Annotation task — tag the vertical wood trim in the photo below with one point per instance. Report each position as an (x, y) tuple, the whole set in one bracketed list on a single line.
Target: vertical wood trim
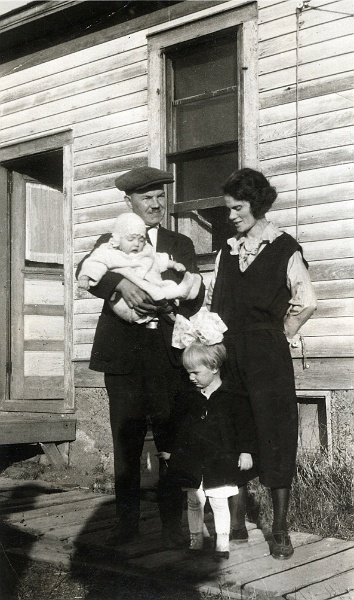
[(68, 177), (155, 88), (18, 237), (5, 281), (250, 96)]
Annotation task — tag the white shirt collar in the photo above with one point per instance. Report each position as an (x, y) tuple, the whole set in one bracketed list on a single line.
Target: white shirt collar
[(267, 234)]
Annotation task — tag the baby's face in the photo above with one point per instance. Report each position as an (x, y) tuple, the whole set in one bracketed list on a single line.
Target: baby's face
[(132, 244)]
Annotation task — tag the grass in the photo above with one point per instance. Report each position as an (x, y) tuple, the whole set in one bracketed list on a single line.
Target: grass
[(321, 499)]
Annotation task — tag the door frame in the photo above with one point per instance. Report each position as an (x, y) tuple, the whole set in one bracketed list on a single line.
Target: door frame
[(64, 140)]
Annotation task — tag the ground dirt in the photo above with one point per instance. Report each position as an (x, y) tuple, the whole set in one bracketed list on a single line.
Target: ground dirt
[(21, 579)]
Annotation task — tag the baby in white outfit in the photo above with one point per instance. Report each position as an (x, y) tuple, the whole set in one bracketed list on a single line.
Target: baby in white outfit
[(128, 254)]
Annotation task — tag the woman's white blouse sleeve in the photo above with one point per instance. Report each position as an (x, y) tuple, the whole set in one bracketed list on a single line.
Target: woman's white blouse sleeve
[(302, 303)]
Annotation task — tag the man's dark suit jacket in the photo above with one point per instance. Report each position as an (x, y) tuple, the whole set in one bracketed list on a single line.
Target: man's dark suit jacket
[(117, 342)]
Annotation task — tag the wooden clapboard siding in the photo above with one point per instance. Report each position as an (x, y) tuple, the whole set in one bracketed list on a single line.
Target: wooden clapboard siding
[(305, 146)]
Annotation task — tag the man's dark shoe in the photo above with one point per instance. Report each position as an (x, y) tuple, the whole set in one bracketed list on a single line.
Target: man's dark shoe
[(281, 546), (174, 539), (219, 555), (239, 535), (122, 534)]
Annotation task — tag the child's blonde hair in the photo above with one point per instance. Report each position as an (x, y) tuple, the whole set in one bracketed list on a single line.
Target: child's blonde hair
[(197, 353)]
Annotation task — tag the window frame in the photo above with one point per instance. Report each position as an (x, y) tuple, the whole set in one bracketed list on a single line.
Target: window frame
[(161, 44)]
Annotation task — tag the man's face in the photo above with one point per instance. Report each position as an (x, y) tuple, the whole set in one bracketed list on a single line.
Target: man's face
[(150, 205)]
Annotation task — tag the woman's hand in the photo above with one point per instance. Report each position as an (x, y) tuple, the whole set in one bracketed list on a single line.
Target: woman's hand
[(164, 455), (245, 461)]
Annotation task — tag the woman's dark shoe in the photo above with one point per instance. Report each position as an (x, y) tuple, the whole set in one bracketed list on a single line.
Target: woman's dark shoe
[(281, 546), (220, 555), (239, 535)]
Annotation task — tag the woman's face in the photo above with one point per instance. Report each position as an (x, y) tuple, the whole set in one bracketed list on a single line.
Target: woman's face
[(240, 214)]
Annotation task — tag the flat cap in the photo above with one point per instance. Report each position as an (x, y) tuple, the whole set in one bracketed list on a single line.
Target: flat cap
[(142, 178)]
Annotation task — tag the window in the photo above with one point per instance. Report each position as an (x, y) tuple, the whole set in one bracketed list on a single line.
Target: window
[(202, 96)]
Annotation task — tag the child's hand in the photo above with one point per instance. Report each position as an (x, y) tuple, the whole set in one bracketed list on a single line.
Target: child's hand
[(179, 267), (245, 461), (84, 283), (164, 455)]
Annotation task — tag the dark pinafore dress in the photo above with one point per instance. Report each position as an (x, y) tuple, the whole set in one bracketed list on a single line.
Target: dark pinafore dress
[(253, 304)]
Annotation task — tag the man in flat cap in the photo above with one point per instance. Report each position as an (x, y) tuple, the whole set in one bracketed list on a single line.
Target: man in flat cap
[(142, 371)]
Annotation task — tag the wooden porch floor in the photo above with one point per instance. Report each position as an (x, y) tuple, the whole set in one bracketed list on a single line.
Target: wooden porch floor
[(68, 528)]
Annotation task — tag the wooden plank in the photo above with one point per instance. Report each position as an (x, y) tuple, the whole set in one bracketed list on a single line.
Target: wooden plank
[(43, 327), (103, 138), (335, 307), (339, 83), (88, 98), (333, 29), (337, 192), (285, 43), (326, 139), (43, 387), (275, 62), (326, 230), (277, 131), (284, 26), (322, 122), (326, 49), (325, 67), (325, 85), (53, 455), (328, 157), (326, 103), (331, 586), (49, 362), (337, 10), (277, 148), (108, 165), (326, 176), (334, 289), (328, 326), (319, 250), (88, 305), (107, 181), (43, 291), (286, 112), (57, 65), (313, 572), (326, 347), (65, 73), (35, 431), (57, 95), (43, 309), (71, 116), (110, 123), (324, 374)]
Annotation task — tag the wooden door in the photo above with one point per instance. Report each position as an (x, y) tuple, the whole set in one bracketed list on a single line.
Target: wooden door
[(37, 297)]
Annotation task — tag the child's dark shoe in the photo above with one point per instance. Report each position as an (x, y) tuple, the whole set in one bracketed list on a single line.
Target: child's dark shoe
[(281, 546), (239, 535)]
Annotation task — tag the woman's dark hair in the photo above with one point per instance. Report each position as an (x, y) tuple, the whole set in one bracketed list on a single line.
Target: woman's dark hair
[(253, 186)]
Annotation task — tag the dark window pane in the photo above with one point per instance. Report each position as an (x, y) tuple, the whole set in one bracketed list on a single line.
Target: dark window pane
[(209, 228), (206, 122), (203, 177), (207, 67)]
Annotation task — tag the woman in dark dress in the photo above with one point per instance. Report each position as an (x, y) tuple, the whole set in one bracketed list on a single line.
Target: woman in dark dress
[(262, 291)]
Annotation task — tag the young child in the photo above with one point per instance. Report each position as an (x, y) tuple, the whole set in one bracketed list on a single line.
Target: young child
[(212, 450), (128, 254)]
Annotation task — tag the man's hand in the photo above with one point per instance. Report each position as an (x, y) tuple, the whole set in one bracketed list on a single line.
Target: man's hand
[(245, 461), (136, 298)]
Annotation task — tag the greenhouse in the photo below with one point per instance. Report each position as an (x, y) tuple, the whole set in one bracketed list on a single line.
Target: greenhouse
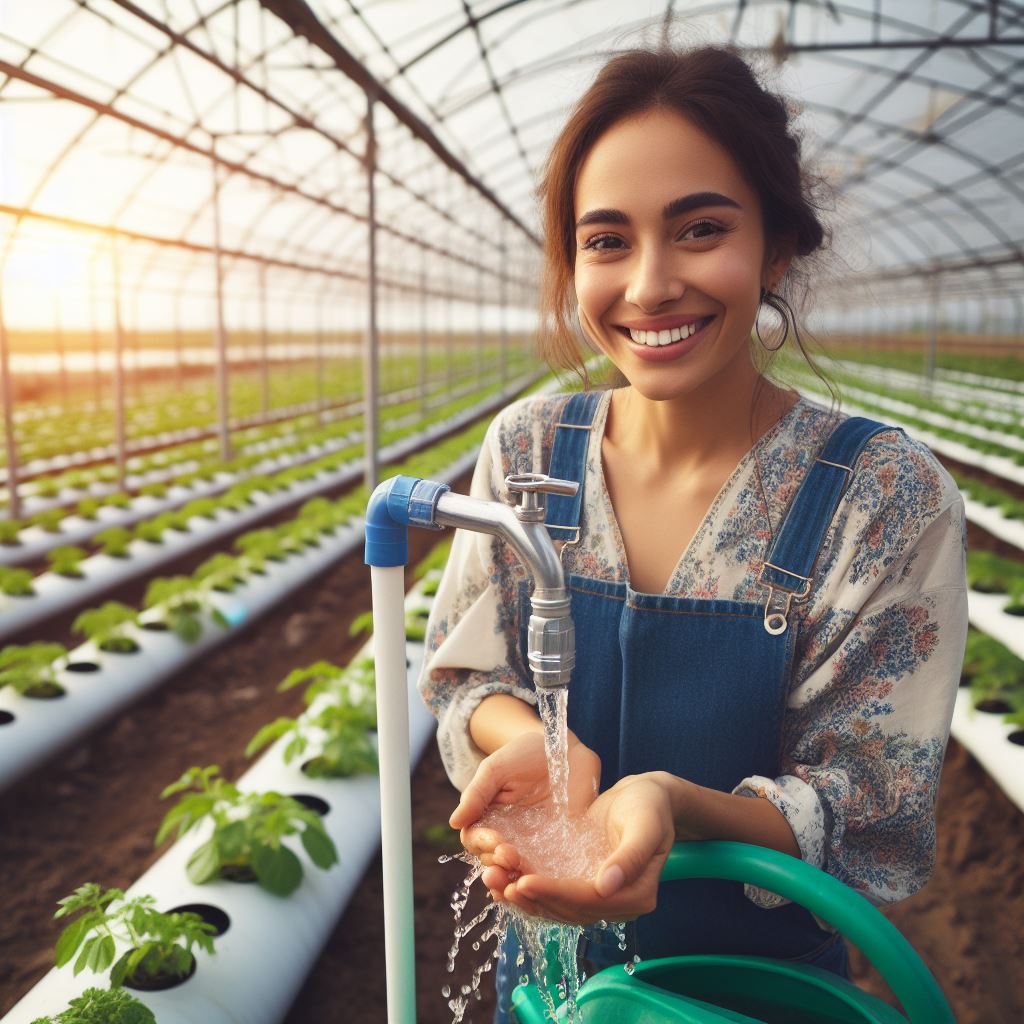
[(338, 683)]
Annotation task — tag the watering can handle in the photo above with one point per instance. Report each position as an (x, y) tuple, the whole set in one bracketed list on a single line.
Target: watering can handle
[(845, 909)]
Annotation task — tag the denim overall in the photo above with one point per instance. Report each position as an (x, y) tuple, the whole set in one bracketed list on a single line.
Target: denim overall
[(697, 688)]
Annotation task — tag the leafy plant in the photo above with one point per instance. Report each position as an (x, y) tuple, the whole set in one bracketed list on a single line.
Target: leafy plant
[(49, 519), (248, 830), (15, 582), (31, 669), (115, 541), (221, 571), (102, 1006), (160, 944), (9, 528), (108, 626), (88, 508), (184, 600), (66, 561)]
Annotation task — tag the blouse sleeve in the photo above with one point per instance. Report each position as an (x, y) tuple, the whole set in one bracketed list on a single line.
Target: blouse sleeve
[(471, 641), (878, 666)]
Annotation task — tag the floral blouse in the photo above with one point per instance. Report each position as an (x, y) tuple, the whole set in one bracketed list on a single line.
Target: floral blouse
[(880, 640)]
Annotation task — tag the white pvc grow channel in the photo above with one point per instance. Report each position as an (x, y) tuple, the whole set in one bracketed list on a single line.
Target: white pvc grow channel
[(40, 728), (271, 942)]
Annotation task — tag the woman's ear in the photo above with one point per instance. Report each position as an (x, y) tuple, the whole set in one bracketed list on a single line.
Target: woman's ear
[(777, 259)]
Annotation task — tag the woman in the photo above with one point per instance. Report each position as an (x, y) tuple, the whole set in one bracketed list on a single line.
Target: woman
[(769, 598)]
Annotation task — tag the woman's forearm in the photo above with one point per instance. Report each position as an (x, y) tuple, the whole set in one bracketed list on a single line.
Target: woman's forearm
[(700, 813), (500, 718)]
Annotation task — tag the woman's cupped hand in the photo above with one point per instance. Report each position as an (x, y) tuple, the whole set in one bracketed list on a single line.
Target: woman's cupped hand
[(636, 816)]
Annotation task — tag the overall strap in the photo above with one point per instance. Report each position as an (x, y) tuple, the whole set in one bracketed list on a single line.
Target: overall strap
[(568, 462), (786, 571)]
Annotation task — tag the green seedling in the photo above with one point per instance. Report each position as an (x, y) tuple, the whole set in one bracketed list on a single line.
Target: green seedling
[(108, 627), (248, 830), (115, 542), (183, 601), (88, 508), (102, 1006), (346, 748), (9, 529), (15, 583), (31, 669), (67, 561), (221, 572), (160, 944), (49, 519)]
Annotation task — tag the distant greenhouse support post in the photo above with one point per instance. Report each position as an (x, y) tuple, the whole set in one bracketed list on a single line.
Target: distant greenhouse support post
[(371, 375)]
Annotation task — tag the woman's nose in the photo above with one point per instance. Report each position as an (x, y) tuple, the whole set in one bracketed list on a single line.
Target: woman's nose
[(654, 281)]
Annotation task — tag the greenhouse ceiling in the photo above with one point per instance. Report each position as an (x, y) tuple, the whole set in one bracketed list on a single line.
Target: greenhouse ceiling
[(170, 132)]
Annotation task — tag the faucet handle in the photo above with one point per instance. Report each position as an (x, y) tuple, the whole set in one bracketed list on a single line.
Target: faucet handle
[(531, 485)]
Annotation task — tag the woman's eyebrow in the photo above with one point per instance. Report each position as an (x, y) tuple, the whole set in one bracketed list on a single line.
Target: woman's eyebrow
[(674, 209)]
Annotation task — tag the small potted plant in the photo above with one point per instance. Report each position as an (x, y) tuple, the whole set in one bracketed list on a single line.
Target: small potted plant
[(248, 832), (108, 627), (102, 1006), (115, 542), (15, 582), (67, 561), (160, 945), (31, 669), (9, 529), (184, 600)]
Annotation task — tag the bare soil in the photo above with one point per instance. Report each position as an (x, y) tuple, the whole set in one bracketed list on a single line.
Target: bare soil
[(91, 815)]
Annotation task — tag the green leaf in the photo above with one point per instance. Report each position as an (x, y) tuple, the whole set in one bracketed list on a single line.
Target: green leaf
[(279, 870), (71, 938), (320, 847), (204, 863)]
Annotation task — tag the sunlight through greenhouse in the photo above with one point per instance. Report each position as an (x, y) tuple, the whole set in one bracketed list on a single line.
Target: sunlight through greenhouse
[(512, 511)]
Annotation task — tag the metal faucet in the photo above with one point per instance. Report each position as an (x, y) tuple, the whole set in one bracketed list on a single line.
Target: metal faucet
[(551, 638), (407, 501)]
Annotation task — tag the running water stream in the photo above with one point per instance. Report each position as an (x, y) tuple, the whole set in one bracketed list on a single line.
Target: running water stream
[(550, 842)]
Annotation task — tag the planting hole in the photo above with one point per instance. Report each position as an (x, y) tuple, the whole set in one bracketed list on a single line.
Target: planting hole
[(312, 803), (161, 982), (211, 914), (993, 706)]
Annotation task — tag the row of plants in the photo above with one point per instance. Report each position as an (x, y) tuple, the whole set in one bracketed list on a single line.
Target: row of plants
[(287, 435), (245, 842), (992, 497), (991, 573), (172, 408), (115, 540)]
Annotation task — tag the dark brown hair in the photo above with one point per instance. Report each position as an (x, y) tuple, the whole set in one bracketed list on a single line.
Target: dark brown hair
[(716, 90)]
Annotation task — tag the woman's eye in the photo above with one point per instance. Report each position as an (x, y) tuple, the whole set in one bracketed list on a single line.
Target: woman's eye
[(700, 230), (603, 243)]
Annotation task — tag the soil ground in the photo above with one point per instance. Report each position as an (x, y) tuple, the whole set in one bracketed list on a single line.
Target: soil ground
[(91, 815)]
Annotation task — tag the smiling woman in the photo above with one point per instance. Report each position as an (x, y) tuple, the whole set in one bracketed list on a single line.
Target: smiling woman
[(768, 597)]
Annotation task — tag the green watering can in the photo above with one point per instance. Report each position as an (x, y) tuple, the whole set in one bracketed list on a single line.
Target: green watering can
[(757, 989)]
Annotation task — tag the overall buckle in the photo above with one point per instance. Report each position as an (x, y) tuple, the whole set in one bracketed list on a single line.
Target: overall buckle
[(780, 599)]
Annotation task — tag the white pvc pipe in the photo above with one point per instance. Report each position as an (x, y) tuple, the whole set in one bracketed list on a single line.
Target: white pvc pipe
[(266, 953), (396, 828)]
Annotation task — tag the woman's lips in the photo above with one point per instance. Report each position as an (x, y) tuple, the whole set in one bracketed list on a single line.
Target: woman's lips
[(662, 351)]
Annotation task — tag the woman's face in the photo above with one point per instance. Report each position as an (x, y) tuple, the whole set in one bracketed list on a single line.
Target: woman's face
[(670, 256)]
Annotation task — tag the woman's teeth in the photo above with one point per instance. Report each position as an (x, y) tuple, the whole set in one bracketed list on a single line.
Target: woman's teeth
[(655, 338)]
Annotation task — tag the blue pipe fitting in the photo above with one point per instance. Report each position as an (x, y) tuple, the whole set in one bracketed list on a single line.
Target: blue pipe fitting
[(393, 507)]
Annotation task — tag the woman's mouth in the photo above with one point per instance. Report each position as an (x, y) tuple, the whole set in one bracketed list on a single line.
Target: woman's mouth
[(666, 344)]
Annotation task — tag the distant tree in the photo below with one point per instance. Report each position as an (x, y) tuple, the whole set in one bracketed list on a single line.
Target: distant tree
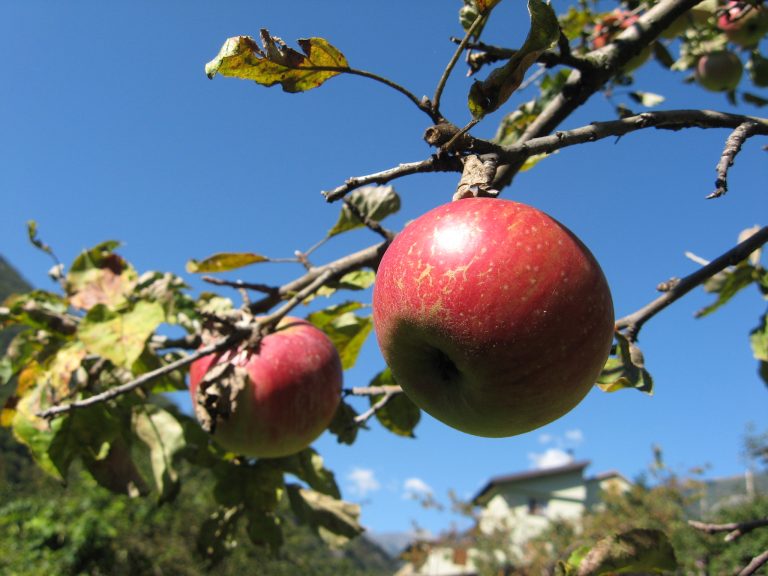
[(84, 381)]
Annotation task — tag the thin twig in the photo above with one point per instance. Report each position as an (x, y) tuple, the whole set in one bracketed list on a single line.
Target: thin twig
+ + + + + + +
Requirement: From the line holding "Target: distant tree" to the last line of the listing, please output each line exactly as it stands. Pictures stay out of the copy.

Your response:
Target: distant tree
[(84, 381)]
Annotation task — tag the thin twig in the photo above with one point per instance. Report each position as an (x, y) tuple, the whole set in one bracketed list on a single line.
Target: thin twig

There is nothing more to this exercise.